**WRITTEN TASK:** Copy out in full every line of the listing below that contains the string "photographer".
— Start DATA SUPPLIED —
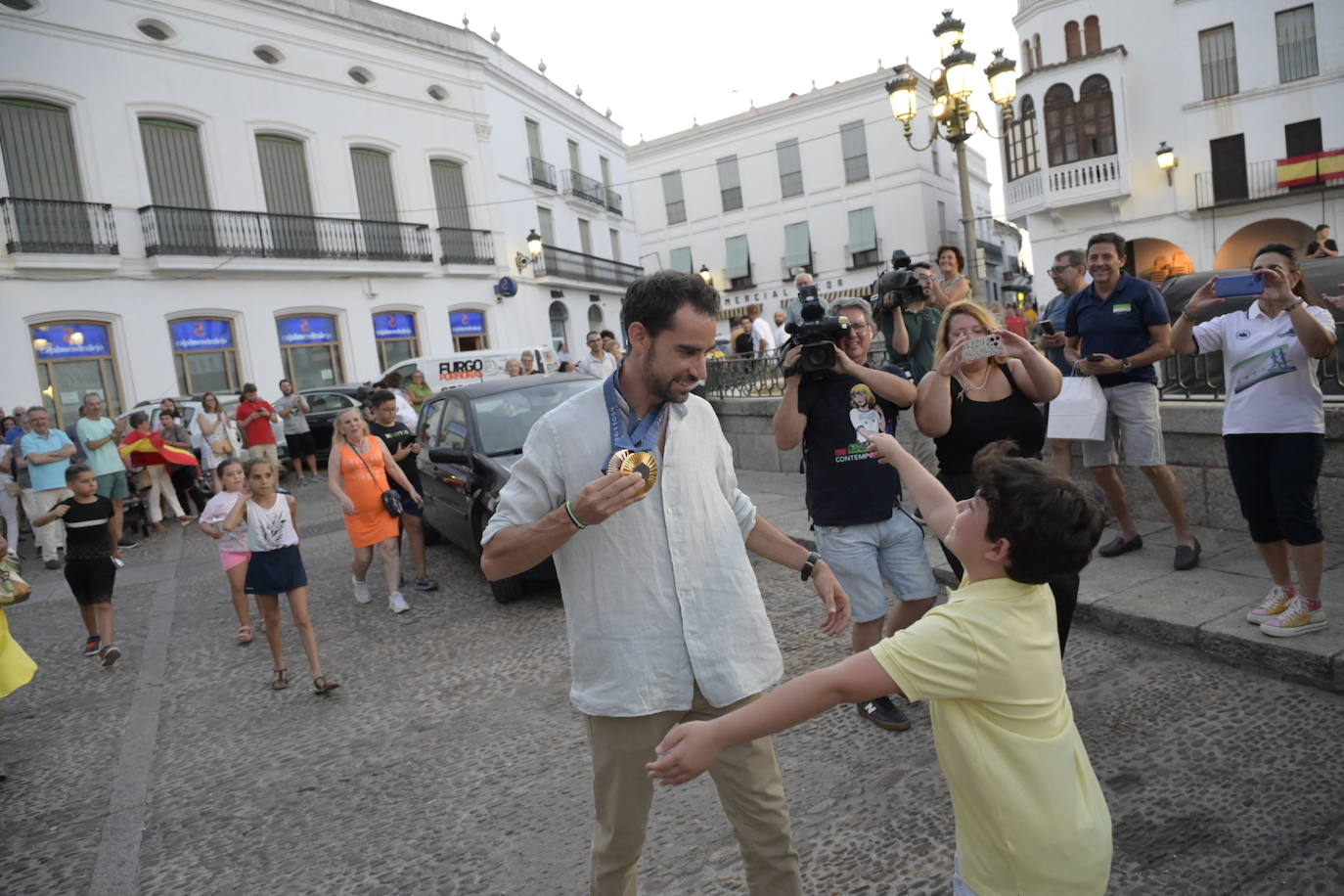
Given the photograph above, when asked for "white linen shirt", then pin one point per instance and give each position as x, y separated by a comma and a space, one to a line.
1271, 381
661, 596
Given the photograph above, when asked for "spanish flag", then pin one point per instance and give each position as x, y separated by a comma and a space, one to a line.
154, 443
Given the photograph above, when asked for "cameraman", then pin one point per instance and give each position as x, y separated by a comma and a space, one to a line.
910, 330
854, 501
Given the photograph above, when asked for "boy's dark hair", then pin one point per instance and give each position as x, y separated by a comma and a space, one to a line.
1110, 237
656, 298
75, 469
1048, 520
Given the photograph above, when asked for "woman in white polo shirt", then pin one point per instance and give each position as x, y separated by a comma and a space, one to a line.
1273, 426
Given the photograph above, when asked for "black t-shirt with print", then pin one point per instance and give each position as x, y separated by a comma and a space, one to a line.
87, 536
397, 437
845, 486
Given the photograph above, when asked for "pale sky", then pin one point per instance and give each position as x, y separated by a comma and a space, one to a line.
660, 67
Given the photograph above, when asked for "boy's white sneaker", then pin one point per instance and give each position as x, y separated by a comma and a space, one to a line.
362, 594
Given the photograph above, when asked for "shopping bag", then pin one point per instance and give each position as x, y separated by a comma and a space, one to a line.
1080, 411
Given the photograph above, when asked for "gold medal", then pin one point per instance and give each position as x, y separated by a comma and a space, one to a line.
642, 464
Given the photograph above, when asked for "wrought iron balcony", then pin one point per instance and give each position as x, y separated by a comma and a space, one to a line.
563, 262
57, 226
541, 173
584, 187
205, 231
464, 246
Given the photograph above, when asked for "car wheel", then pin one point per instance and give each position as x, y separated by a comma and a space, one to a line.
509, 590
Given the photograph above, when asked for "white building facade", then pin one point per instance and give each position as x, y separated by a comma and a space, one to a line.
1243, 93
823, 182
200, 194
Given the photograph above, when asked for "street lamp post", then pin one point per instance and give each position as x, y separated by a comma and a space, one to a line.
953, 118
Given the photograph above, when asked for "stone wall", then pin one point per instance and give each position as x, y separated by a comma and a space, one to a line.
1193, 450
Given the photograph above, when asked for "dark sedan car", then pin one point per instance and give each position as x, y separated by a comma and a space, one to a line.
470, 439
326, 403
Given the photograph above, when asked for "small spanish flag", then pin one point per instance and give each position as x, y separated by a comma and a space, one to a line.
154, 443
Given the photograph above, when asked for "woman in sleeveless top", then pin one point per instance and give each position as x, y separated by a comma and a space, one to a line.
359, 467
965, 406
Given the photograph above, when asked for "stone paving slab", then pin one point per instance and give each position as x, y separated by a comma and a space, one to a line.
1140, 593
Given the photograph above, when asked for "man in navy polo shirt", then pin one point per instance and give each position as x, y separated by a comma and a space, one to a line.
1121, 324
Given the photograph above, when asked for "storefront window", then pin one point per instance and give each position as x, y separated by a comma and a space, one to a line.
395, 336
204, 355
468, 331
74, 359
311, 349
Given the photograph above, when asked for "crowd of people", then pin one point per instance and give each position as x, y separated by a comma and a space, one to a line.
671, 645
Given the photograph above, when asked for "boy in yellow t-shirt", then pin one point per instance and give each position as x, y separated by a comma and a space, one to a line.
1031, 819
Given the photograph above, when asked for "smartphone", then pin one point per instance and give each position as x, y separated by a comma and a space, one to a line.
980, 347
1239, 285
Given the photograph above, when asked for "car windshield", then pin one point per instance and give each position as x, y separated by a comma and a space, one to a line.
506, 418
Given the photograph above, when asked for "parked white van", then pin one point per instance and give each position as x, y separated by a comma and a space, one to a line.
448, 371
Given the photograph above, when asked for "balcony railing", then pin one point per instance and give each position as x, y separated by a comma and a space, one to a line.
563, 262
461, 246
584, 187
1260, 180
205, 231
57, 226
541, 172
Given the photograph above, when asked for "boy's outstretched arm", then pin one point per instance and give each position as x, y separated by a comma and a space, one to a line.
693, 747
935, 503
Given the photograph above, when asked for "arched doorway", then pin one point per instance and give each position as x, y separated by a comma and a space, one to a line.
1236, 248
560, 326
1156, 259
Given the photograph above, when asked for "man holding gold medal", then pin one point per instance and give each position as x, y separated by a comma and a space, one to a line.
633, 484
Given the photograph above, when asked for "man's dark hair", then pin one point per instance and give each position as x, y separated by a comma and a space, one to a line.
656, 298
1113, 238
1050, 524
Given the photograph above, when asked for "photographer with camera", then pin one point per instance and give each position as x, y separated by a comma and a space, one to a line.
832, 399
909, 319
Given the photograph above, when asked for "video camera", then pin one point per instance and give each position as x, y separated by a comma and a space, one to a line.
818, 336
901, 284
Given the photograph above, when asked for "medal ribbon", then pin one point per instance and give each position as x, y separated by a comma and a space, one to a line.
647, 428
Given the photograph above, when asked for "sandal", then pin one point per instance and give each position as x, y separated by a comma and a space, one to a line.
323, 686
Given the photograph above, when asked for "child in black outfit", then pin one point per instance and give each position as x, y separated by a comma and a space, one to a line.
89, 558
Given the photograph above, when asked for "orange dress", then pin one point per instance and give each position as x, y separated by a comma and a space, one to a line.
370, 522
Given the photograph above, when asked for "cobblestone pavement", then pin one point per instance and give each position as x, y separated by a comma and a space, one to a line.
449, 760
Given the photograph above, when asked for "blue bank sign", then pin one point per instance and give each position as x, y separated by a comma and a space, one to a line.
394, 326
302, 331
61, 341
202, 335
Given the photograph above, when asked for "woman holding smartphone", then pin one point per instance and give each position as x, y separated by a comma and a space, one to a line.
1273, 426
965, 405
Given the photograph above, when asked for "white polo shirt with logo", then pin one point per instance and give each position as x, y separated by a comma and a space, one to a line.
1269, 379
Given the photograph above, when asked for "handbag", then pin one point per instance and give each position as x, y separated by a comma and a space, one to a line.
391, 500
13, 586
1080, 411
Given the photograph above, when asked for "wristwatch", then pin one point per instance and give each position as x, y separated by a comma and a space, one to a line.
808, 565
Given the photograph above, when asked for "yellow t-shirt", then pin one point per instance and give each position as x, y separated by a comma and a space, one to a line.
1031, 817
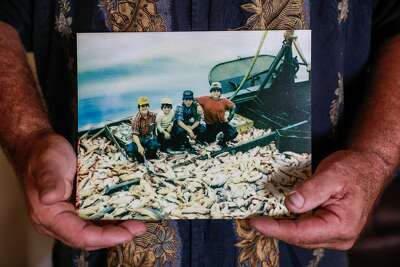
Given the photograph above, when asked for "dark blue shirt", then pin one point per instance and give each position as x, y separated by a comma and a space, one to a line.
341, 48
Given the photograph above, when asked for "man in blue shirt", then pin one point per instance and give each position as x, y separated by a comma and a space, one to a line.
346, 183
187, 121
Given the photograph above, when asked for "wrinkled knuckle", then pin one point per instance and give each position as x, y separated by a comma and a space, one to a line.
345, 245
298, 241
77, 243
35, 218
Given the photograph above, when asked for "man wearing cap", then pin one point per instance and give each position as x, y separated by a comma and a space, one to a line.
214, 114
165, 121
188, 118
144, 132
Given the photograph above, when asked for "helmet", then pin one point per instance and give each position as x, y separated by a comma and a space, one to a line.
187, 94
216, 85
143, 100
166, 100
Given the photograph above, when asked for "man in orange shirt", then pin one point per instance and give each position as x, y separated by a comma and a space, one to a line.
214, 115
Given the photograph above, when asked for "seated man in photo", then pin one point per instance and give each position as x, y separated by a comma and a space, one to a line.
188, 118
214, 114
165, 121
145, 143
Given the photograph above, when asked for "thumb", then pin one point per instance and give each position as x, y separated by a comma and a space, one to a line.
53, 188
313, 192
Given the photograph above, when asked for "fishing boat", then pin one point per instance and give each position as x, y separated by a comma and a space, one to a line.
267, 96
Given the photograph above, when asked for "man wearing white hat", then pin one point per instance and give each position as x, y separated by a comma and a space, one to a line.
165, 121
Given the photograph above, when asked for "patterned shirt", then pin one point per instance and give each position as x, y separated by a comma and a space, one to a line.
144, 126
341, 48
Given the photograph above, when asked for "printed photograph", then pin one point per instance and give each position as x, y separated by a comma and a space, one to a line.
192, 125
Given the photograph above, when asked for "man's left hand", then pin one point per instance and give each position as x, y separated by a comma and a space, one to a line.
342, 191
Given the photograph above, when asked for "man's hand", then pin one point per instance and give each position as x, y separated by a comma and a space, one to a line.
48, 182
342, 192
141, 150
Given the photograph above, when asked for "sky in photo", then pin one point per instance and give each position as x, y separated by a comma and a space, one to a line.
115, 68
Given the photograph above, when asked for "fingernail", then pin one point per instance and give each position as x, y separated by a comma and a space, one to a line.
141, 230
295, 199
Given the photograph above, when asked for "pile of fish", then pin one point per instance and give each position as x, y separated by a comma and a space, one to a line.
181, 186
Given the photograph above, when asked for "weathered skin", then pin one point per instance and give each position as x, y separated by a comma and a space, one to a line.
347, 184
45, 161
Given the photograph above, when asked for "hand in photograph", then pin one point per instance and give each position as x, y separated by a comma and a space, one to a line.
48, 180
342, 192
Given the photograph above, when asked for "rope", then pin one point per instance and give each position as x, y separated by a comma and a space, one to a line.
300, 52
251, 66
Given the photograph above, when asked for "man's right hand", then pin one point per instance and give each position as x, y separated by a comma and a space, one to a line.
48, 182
— End DATA SUPPLIED —
**OUTPUT FOR THIS EXERCISE:**
Given the photograph above, when asked for "photographer with camera", then pin one point per instance and give each position as x, y separated by a comma and a space, one to a line.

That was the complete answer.